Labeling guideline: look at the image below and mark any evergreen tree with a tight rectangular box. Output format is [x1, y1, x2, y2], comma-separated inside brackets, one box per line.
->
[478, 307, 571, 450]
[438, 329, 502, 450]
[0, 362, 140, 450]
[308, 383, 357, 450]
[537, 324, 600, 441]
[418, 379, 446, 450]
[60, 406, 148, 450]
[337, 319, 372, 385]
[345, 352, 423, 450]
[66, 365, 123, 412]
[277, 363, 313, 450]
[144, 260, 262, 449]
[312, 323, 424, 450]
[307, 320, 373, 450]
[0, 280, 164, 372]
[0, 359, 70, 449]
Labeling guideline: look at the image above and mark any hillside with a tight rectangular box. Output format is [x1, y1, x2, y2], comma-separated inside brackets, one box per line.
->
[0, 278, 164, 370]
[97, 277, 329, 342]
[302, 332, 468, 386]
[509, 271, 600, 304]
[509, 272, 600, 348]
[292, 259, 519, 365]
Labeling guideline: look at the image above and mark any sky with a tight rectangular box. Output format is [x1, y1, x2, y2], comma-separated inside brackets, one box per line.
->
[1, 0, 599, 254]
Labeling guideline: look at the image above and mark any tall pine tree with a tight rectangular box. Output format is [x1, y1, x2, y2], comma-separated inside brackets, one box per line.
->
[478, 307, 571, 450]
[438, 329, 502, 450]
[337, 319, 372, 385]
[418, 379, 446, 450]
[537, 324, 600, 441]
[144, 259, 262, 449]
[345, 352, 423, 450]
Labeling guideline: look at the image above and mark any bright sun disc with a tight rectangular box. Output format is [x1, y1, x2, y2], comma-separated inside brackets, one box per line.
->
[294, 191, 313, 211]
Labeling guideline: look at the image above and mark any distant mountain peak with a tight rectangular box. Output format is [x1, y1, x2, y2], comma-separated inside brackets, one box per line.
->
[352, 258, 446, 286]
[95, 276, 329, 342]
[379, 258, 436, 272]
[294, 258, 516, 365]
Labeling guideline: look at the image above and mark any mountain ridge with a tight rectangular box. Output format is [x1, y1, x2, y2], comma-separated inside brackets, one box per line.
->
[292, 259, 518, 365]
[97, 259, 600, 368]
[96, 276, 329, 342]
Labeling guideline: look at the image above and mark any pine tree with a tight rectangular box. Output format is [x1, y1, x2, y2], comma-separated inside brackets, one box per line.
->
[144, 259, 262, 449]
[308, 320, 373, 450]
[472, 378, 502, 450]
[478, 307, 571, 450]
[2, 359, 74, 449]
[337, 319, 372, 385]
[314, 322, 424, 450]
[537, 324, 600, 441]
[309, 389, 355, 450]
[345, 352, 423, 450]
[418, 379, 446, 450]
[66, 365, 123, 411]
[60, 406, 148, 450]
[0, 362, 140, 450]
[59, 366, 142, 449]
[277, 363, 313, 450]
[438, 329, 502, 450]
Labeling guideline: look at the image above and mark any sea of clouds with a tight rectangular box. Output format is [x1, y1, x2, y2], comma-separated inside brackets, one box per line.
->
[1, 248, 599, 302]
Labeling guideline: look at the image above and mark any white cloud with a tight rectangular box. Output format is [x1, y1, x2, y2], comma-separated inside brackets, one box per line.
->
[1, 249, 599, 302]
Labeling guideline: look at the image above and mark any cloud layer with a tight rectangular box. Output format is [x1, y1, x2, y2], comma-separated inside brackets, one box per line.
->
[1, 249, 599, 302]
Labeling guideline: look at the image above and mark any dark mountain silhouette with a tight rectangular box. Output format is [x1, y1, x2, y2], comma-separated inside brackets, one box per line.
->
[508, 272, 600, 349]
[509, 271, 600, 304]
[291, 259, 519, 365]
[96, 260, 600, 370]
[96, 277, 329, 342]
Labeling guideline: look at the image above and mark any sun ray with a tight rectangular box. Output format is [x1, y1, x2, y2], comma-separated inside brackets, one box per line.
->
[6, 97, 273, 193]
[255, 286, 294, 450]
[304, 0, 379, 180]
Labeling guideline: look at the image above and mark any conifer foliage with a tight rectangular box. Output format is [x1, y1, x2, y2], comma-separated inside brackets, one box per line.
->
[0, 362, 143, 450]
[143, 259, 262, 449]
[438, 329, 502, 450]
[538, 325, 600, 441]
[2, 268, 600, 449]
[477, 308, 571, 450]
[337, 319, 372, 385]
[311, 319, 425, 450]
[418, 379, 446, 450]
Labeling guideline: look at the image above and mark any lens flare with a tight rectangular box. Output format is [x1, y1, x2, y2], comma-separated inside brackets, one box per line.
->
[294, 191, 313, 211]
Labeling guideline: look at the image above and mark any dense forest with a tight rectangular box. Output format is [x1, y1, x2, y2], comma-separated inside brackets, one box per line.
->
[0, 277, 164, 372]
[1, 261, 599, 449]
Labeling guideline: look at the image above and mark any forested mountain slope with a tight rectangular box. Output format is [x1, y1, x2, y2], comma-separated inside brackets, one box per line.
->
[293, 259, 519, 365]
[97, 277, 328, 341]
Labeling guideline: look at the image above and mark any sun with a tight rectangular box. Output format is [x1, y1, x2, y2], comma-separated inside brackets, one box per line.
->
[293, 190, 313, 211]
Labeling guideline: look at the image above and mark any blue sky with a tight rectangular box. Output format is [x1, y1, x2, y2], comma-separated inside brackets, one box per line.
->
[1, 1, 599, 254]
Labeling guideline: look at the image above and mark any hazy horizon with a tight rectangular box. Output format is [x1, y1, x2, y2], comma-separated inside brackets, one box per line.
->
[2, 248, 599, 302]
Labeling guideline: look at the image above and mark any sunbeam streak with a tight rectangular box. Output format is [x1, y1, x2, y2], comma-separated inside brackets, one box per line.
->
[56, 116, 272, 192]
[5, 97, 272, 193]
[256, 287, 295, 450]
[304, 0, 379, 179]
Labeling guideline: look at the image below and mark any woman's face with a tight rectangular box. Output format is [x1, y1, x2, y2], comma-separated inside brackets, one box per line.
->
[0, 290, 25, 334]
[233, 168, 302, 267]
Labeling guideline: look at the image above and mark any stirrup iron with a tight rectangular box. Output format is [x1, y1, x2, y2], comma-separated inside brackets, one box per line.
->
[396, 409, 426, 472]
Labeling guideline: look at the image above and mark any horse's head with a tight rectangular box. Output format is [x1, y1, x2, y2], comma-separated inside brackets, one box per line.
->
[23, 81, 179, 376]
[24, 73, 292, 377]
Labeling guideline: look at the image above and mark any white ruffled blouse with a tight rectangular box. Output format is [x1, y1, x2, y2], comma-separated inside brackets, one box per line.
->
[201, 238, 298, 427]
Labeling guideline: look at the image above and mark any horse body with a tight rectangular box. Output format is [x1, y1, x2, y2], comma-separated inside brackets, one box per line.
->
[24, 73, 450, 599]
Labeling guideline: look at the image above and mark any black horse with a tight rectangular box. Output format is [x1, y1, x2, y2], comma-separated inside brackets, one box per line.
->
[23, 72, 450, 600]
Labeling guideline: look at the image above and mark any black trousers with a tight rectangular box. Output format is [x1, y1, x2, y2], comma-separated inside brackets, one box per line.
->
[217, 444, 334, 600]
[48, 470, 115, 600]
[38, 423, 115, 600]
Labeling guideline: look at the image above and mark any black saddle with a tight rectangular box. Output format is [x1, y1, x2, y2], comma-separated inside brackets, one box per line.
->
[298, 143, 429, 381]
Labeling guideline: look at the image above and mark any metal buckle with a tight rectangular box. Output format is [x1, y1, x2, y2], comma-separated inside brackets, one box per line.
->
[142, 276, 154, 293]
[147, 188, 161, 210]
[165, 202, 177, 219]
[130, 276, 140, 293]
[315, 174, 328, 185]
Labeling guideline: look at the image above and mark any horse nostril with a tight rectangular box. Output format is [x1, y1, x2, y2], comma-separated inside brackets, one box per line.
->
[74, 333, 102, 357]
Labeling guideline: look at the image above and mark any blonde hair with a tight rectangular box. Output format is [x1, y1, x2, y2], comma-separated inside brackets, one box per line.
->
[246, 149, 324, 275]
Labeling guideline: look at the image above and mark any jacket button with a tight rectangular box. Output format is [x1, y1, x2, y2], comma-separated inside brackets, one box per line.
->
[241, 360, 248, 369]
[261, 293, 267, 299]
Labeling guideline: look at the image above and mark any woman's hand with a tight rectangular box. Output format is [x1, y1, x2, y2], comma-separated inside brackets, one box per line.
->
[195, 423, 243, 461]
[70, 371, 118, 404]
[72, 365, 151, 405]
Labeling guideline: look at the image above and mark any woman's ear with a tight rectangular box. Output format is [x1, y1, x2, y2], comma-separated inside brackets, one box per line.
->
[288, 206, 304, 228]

══════════

## INSTRUCTIONS FOR THE TASK
Quote the data above verbatim from its first line to the line that includes "Labeling guideline: look at the image above and mark any pine", with both boundary lines retained.

## SOLUTION FOR THIS EXERCISE
Labeling guideline: look at the image below and mark any evergreen tree with a tight rectangular box. Output format is [x1, y1, x2, y2], comma-separated inside brackets, one box per line.
->
[478, 307, 571, 450]
[438, 329, 502, 450]
[0, 362, 140, 450]
[308, 383, 357, 450]
[537, 324, 600, 441]
[418, 379, 446, 450]
[60, 406, 148, 450]
[337, 319, 372, 385]
[345, 352, 423, 450]
[66, 365, 123, 412]
[277, 363, 313, 450]
[144, 260, 262, 449]
[312, 323, 424, 450]
[307, 320, 373, 450]
[0, 280, 164, 372]
[0, 359, 70, 449]
Labeling guideline: look at the image above and mark any hillside with a tight rectangular box. Output format is [x1, y1, x2, y2], comma-separated inside brackets, one box per line.
->
[0, 278, 164, 370]
[97, 277, 329, 342]
[302, 332, 468, 386]
[509, 271, 600, 304]
[509, 272, 600, 348]
[292, 259, 519, 365]
Labeling guideline: look at the image above and mark any sky with a tight rectangular box. Output format is [x1, y1, x2, y2], comma-separated inside brackets, one box per line.
->
[1, 0, 599, 254]
Labeling guideline: look at the image above and mark any tall pine tree with a tight rectangular box. Output format is [x1, y1, x2, y2], comma-separated inside brackets, one box per line.
->
[478, 307, 571, 450]
[438, 329, 502, 450]
[337, 319, 372, 385]
[418, 379, 446, 450]
[537, 324, 600, 441]
[144, 259, 262, 449]
[345, 352, 423, 450]
Labeling guideline: look at the image above and mark any bright sun disc with a tight rectangular box. Output format is [x1, y1, x2, y2], comma-separated inside brackets, one box per line.
->
[294, 191, 313, 211]
Labeling guideline: look at the image above and mark any distant mountain peak with a tight rectangular box. Output format is [x1, y1, x2, y2], comma-separated inside brackets, one box per line.
->
[352, 258, 446, 286]
[95, 276, 329, 342]
[379, 258, 436, 272]
[294, 258, 516, 365]
Labeling guideline: look at the image above and mark any mountain ridge with a tight rectangular box. Output format is [x1, y1, x2, y2], comma-separated inside brackets, one box per line.
->
[292, 259, 518, 365]
[97, 259, 600, 368]
[96, 276, 329, 342]
Labeling guideline: look at the image above and mark any pine tree with a tight rectangular box. Output format is [x1, y1, x2, y2], comma-separated inside brackets, one box per line.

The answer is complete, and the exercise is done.